Exercise directions |
Reproduce the listing exactly, please, with every line intact.

BEGIN The input

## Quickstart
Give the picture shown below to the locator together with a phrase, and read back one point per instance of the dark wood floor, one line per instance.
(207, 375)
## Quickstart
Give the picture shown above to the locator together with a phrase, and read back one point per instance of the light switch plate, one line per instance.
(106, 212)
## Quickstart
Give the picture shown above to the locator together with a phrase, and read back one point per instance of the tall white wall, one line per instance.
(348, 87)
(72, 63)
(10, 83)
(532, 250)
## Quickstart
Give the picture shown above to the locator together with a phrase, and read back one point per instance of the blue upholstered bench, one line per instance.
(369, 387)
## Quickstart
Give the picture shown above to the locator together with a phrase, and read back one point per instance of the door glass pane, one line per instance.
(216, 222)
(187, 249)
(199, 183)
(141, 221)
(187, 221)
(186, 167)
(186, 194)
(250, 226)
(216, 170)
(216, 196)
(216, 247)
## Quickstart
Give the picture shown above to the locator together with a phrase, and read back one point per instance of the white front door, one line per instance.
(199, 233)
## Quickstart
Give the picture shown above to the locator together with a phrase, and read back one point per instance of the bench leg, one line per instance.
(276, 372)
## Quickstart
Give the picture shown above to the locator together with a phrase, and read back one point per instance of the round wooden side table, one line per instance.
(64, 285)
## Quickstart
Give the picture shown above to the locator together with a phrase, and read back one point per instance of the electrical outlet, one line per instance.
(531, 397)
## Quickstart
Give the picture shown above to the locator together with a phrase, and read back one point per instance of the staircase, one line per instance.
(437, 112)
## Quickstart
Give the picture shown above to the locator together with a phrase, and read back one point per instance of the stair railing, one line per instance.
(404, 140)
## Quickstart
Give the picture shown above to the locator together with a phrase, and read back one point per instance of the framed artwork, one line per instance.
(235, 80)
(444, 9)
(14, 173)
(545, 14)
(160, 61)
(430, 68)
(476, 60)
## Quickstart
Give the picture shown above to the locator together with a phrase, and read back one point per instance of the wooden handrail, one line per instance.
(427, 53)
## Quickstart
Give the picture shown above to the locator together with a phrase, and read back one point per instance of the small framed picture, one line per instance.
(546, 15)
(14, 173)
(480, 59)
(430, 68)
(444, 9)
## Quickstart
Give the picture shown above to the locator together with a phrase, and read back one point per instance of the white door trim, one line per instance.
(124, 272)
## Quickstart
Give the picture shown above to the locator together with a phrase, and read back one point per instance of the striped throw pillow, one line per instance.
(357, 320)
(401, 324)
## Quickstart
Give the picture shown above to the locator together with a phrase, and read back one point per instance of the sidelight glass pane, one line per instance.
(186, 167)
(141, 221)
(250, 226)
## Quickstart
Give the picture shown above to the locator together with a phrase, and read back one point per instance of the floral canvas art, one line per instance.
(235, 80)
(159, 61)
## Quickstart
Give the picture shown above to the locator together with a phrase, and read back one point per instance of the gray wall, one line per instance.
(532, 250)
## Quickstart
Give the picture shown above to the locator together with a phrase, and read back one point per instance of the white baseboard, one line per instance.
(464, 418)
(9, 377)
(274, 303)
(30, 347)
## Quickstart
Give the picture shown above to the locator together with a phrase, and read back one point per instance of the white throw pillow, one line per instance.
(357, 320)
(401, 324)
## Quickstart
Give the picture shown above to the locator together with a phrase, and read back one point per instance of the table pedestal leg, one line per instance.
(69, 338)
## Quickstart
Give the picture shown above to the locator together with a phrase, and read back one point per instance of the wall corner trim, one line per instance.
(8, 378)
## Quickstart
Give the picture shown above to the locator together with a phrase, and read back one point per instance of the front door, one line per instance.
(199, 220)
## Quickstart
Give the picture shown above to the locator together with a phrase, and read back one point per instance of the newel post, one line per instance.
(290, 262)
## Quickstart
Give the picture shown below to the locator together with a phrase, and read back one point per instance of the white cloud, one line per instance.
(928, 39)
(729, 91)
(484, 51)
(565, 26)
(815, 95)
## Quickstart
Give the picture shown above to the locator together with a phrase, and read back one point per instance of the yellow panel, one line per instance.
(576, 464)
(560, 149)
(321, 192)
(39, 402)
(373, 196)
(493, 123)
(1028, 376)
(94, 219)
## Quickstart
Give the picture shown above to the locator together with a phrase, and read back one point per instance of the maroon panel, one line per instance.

END The input

Answer to this problem |
## Quickstart
Give the picture shown below to the locator together with a phrase, and read back one point per instance of the dark wood floor, one line per instance.
(207, 375)
## Quickstart
Give the picture shown above to the locator together with a phrase, and read back one point per instance of the light switch plate, one line per instance.
(106, 212)
## Quickstart
Give the picture shown above to the locator together with a phrase, and read back one point per instance of the tall white wall, one line per instance.
(348, 87)
(72, 63)
(10, 83)
(532, 250)
## Quickstart
Give the picture shown above to the locator together with a phrase, and read back one point per instance of the blue upholstered bench, one line per instance.
(369, 387)
## Quickstart
Give the picture shown above to the locator together with a phrase, and read back one point per instance of the door glass pane, one line per instance.
(216, 222)
(187, 249)
(199, 183)
(141, 221)
(187, 221)
(186, 167)
(186, 194)
(250, 226)
(216, 170)
(216, 196)
(216, 247)
## Quickstart
Give the picture shown above to the locator together with a phrase, and read back one point per instance of the white front door, one line per instance.
(199, 233)
## Quickstart
Give the picture shown above to the locator together with a phrase, and read back one point per instance of the bench leg, one line per instance.
(276, 372)
## Quickstart
Give the picture shown above to the locator together with a phrase, and read back one point per instance of the round wooden side table, one line per instance.
(64, 285)
## Quickstart
Give the picture shown above to the locator together with a phrase, and read back one point per instance of the electrical outlet, one line per instance.
(531, 397)
## Quickstart
Give the picture shown above to the locator together with a phrase, and read back one point per instance of the staircase, one line per instance.
(437, 112)
## Quickstart
Give the picture shown above to the locator together with a phrase, and read back one point per instance of the stair railing, one line per instance.
(404, 140)
## Quickstart
Give the picture shown above to the locator together with a phrase, and read back one point per instance of the framed artwork, one line per instance.
(235, 80)
(444, 9)
(14, 173)
(545, 14)
(160, 61)
(430, 68)
(476, 60)
## Quickstart
Give the picture shown above to the locator together with a phrase, and read back one point per instance of the wooden handrail, one line per instance.
(427, 53)
## Quickstart
Give the picture shown above to the locator together with a phrase, and read back one point per instance of the small framed picture, one line per instance.
(546, 15)
(14, 173)
(480, 59)
(430, 68)
(444, 9)
## Quickstart
Give the picture shown above to the locator together with a phrase, and read back one point per instance of the white door trim, one line per instance.
(124, 272)
## Quickstart
Give the picture shown above to the locator together with a phrase, and read back one point per instance of the striped throw pillow, one line per instance.
(357, 320)
(401, 324)
## Quickstart
Give the picture shown above to the locator together with a phrase, and read back one point per instance of the sidelight glass pane, one line per instance.
(186, 167)
(141, 221)
(250, 226)
## Quickstart
Give the picture shown above to the locator together with a phrase, and read back one point per instance of the floral canvas art, one line per instance.
(235, 80)
(159, 61)
## Quickstart
Give the picture shown above to the locator together with a phrase, and read back one point per instance of the gray wall, one line per instance.
(532, 250)
## Quickstart
Give the picture shown above to the locator together with a phrase, and read back one point per instance of the white baseboard, one line per instance.
(464, 418)
(9, 377)
(274, 303)
(30, 347)
## Quickstart
Give the picture shown above to the locator together with a phrase, and read back one point per instance of the white throw pillow, one line per instance.
(357, 320)
(401, 324)
## Quickstart
Give the picture shown above to the locator together with a phrase, and read back one point per instance of the table pedestal leg, one line per instance.
(69, 338)
## Quickstart
Give the picture shown above to the locator together with a phrase, and read back one point per instance of the wall corner trim, one line per instance.
(8, 378)
## Quickstart
Give the picture shown above to the locator together with a phrase, and read back one point per instance of the front door, one line per instance.
(199, 220)
## Quickstart
Give the picture shown above to the locator together with a phrase, and read back one point per instance of the newel post, one line per instance.
(290, 262)
## Quickstart
Give the picture shown below to the locator together with a phrase, and read back one point per instance of the white cloud, one line per instance.
(928, 39)
(729, 91)
(484, 51)
(565, 26)
(815, 95)
## Quickstart
Give the picture shown above to the locator together with a phrase, and read back one point per instance of the yellow panel, one line per instance.
(576, 464)
(560, 149)
(321, 192)
(39, 402)
(373, 196)
(493, 123)
(1028, 376)
(94, 219)
## Quickstart
Give the picture shown above to the locator together with a phrase, and read back one point per instance of the maroon panel, one line per instance.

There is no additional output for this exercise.